►

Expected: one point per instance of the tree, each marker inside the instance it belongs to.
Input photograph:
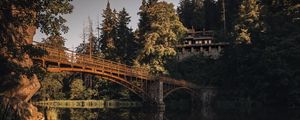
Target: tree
(126, 45)
(166, 29)
(52, 87)
(108, 30)
(249, 21)
(191, 13)
(18, 23)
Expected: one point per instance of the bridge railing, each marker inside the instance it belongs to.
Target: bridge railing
(73, 58)
(65, 56)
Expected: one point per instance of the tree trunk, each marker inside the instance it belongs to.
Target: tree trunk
(21, 90)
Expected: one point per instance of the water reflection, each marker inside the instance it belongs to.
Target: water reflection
(142, 114)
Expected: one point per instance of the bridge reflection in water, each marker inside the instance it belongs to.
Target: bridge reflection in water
(151, 88)
(121, 114)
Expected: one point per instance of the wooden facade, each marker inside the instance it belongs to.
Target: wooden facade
(199, 42)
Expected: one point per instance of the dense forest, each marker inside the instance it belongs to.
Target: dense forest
(260, 67)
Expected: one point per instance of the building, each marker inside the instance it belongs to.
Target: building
(199, 42)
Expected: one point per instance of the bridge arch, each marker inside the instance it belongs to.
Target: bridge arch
(186, 89)
(113, 78)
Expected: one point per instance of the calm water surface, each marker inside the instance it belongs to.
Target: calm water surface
(192, 114)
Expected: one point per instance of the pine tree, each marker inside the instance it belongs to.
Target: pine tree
(159, 41)
(192, 14)
(248, 22)
(108, 31)
(126, 45)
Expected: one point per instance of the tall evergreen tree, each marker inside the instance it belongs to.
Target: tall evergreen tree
(126, 45)
(165, 30)
(108, 30)
(191, 13)
(248, 22)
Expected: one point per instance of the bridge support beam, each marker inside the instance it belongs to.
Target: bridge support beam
(156, 94)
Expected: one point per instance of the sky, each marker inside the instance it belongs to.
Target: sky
(93, 9)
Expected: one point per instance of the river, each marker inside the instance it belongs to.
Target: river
(139, 113)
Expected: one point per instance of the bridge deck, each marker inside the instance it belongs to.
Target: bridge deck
(67, 60)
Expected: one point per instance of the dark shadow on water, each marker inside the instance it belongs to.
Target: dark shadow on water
(195, 114)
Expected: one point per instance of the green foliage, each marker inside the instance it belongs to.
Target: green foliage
(126, 46)
(248, 21)
(108, 38)
(191, 13)
(79, 91)
(18, 21)
(265, 71)
(165, 30)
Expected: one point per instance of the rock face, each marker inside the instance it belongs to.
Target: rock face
(19, 92)
(25, 110)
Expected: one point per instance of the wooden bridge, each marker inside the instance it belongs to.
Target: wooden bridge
(150, 87)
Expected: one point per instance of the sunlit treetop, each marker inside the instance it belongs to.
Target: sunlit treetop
(44, 14)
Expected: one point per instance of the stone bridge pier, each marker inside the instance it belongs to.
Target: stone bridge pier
(207, 96)
(155, 93)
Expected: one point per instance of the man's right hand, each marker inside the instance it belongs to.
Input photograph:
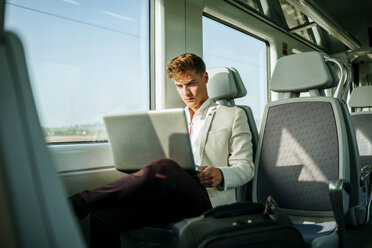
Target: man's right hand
(210, 176)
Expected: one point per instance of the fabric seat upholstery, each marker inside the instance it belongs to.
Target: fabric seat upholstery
(306, 144)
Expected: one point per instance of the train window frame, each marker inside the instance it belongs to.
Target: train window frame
(267, 95)
(146, 22)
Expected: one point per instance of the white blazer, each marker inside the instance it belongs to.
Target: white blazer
(226, 143)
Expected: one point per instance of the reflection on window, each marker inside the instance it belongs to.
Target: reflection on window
(225, 46)
(295, 18)
(85, 59)
(251, 3)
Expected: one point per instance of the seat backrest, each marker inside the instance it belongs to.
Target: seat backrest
(38, 213)
(361, 98)
(303, 142)
(225, 85)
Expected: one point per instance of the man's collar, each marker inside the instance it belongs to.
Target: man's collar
(202, 107)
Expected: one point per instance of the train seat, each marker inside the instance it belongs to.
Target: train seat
(360, 98)
(224, 86)
(221, 89)
(304, 160)
(34, 210)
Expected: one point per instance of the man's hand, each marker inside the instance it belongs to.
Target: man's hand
(210, 176)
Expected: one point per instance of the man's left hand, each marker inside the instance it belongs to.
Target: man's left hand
(210, 176)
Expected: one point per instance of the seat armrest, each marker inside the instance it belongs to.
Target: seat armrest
(337, 190)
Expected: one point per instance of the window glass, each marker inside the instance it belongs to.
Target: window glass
(225, 46)
(250, 3)
(86, 59)
(295, 18)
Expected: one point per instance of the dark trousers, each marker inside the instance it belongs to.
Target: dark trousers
(162, 192)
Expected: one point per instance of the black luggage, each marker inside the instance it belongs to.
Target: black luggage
(243, 224)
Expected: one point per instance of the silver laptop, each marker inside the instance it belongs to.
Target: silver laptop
(138, 139)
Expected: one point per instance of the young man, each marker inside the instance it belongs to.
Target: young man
(163, 191)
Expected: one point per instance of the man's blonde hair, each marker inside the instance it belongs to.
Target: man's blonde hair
(183, 63)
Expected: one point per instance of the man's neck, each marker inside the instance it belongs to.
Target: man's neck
(192, 111)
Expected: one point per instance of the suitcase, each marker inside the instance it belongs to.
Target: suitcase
(243, 224)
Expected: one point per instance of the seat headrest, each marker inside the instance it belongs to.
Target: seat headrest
(361, 97)
(301, 72)
(225, 83)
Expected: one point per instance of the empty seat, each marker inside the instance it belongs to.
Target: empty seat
(306, 153)
(361, 98)
(36, 210)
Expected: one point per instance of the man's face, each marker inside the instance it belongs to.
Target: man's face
(192, 88)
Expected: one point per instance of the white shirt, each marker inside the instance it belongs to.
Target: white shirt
(195, 128)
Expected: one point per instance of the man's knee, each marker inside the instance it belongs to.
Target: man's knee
(164, 165)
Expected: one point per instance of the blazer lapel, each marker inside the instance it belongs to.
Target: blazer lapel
(209, 116)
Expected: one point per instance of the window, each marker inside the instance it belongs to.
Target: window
(86, 59)
(295, 18)
(225, 46)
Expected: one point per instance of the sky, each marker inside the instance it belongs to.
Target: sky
(87, 58)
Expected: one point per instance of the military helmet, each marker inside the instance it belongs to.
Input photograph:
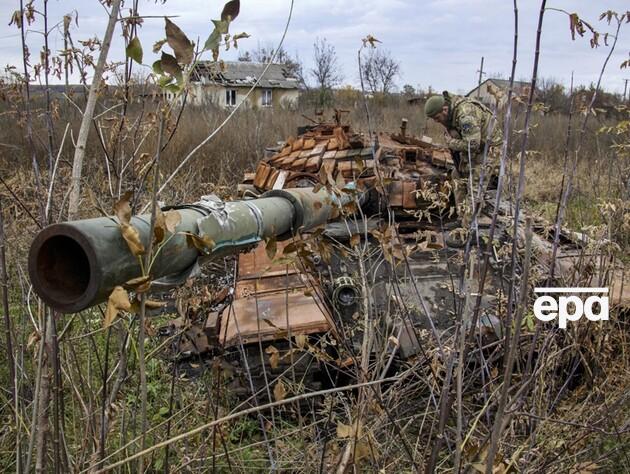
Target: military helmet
(433, 105)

◄

Reproduce the data verbatim. Do not carry any picture into the copy.

Expected: one point per instance of the tree, each marker inside the instance it belongs to.
Input photograph:
Target: tree
(126, 45)
(166, 29)
(52, 87)
(108, 30)
(249, 21)
(191, 13)
(18, 23)
Expected: one point per instance of the bridge railing, each marker inside the instance it belongs to.
Target: bridge railing
(73, 58)
(65, 56)
Expected: one point per instance of the tree trunk, each marker inside the instance it belongs to.
Target: tree trunk
(21, 90)
Expected: one point per instance of the water reflection, each marker inside the instance it belongs to.
Target: water reflection
(142, 114)
Expected: one point per instance of the bridge reflection in water, each marker inside the instance it belongs to.
Target: bridge reflection in water
(151, 88)
(121, 114)
Expected: one point per instance of the wooden facade, each marker inside the instance it belongs to.
Target: wooden facade
(199, 42)
Expected: one point per instance of the dense forest, each marker inside the instance it belongs to.
Target: dense forest
(260, 67)
Expected: one point per instance of the building, each marker inside the instance it belongs to.
Target: building
(199, 42)
Expected: one point per instance of the bridge arch, each marker inside the instance it belongs to.
Target: bridge arch
(186, 89)
(113, 78)
Expected: one point per instance of the calm water surface, each marker inside the instance it belongs to.
Target: calm water surface
(192, 114)
Expected: one point per instance of the pine tree, each marker inside the instance it belongs to.
Target: pine tree
(159, 41)
(192, 14)
(248, 22)
(108, 31)
(126, 45)
Expected: one point per instance of the tall evergreen tree, each marker inside the instance it belongs to.
Target: tall evergreen tree
(126, 45)
(165, 30)
(108, 30)
(191, 13)
(248, 22)
Expected: one point per instance of the bridge support beam, each marker inside the instance it belongs to.
Target: bridge support beam
(156, 94)
Expected: one point per instance of the sky, each marker inside the instance it belongs to.
Target: sky
(93, 9)
Expected: one point per instance of the river, each marker inside the instance it belongs to.
Target: river
(139, 113)
Expected: one point per instance of the bridge deck, each marker inside the instance it belongs to.
Target: bridge deck
(67, 60)
Expected: one point per instance of the dark shadow on water, each marker inside the instance it belongs to.
Target: dark shadow on water
(195, 114)
Expected: one point per instance of the green foliage, each marker inside the instance it belongs to.
Target: green foliage
(126, 46)
(248, 21)
(108, 38)
(191, 13)
(79, 91)
(18, 21)
(265, 71)
(165, 30)
Expected: one point per instance of the rock face, each marker inside the instance it belongs to.
Target: rock face
(19, 92)
(25, 110)
Expected: one point per instance of the wooden bridge, each marker inside the instance it belongs to.
Target: wooden bridge
(150, 87)
Expected: one point per instance of the sunlit treetop, each marker inside the instance it belongs to.
Target: sunlit treetop
(44, 14)
Expected: one point per instance of the stone bridge pier, each marker inside the instance it belongs to.
Target: stone bridge pier
(207, 96)
(155, 93)
Expected: one point per instance of the man's right hand, each marker inside the instance it belongs to.
Input photograph:
Target: man's right hand
(210, 176)
Expected: one point per instance of the fabric seat upholstery, each marker inside the instance it belongs to.
Target: fabric seat upholstery
(306, 144)
Expected: one point per instance of the train window frame, each marker inside the instance it belongs to.
Target: train window frame
(267, 95)
(146, 22)
Expected: one point per instance of the white blazer, each marker inside the instance it belongs to.
Target: white blazer
(226, 143)
Expected: one point per instance of the reflection on window, each marker inside the instance it belongs to.
Target: reflection on window
(225, 46)
(295, 18)
(85, 59)
(251, 3)
Expected: one point per instance of the seat backrest, each marker inside the instance it belongs to.
Target: seat backrest
(38, 213)
(361, 98)
(303, 142)
(225, 85)
Expected: one point per instance of the man's collar, each marker inside the instance it belongs to.
Target: man's collar
(202, 107)
Expected: one point per instance of the train seat, each marker inside the instance it belongs to.
Target: train seat
(360, 98)
(224, 86)
(221, 89)
(304, 160)
(34, 210)
Expected: one point per instance of the man's hand, each marker inside the instance it belongs to.
Target: man's hand
(210, 176)
Expected: one point per instance of the man's left hand, each marker inside the instance it belongs to.
Target: man's left hand
(210, 176)
Expected: one point per instance of the seat armrest, each marker inside the instance it belongs to.
Target: seat armrest
(337, 190)
Expected: one point per instance of the window glass, each marker inside the instance it belongs to.
Target: window glass
(225, 46)
(250, 3)
(86, 59)
(295, 18)
Expected: one point per instance of the dark trousers, each marker inside the instance it belongs to.
Target: dark trousers
(162, 192)
Expected: one point per instance of the black luggage, each marker inside the instance it belongs to.
Target: black luggage
(243, 224)
Expected: one point per instance of the silver laptop, each marker inside the instance it belongs to.
Target: silver laptop
(138, 139)
Expected: one point per instance of the young man, each marker inside the instance it belongs to.
Target: young man
(163, 191)
Expected: one point per instance of the man's blonde hair, each marker inside the instance it belongs to.
Target: man's blonde hair
(183, 63)
Expected: one point per instance of the man's neck, each marker inside the instance it belongs to.
Target: man's neck
(192, 111)
Expected: one point per instance of the suitcase, each marker inside the instance it belongs to.
Target: suitcase
(243, 224)
Expected: one point per instance of the seat headrest, each marker inside the instance it belongs to.
Target: seat headrest
(361, 97)
(301, 72)
(225, 83)
Expected: one point per instance of the empty seat, each marker inside the instance it belongs to.
Target: empty seat
(306, 153)
(361, 98)
(36, 210)
Expected: one point per instance of the man's face, each marker inside the instance it belongs to.
Target: man's face
(192, 88)
Expected: one point per instance of the white shirt, each marker inside the instance it belongs to.
Target: white shirt
(195, 128)
Expected: one point per instance of the man's knee, each marker inside the instance it belongs to.
Target: man's knee
(164, 165)
Expected: one point per instance of the blazer lapel, each marker inside the instance it belongs to.
Target: blazer lapel
(209, 116)
Expected: one point per instance of the window, each marker inside the instance it belongs to.
Target: window
(86, 59)
(295, 18)
(225, 46)
Expected: one point per instance of the sky, each marker inside the instance it belongs to.
Target: sky
(87, 58)
Expected: one point per instance of the military helmet, each marker inside the instance it belongs to.
Input photograph:
Target: military helmet
(433, 105)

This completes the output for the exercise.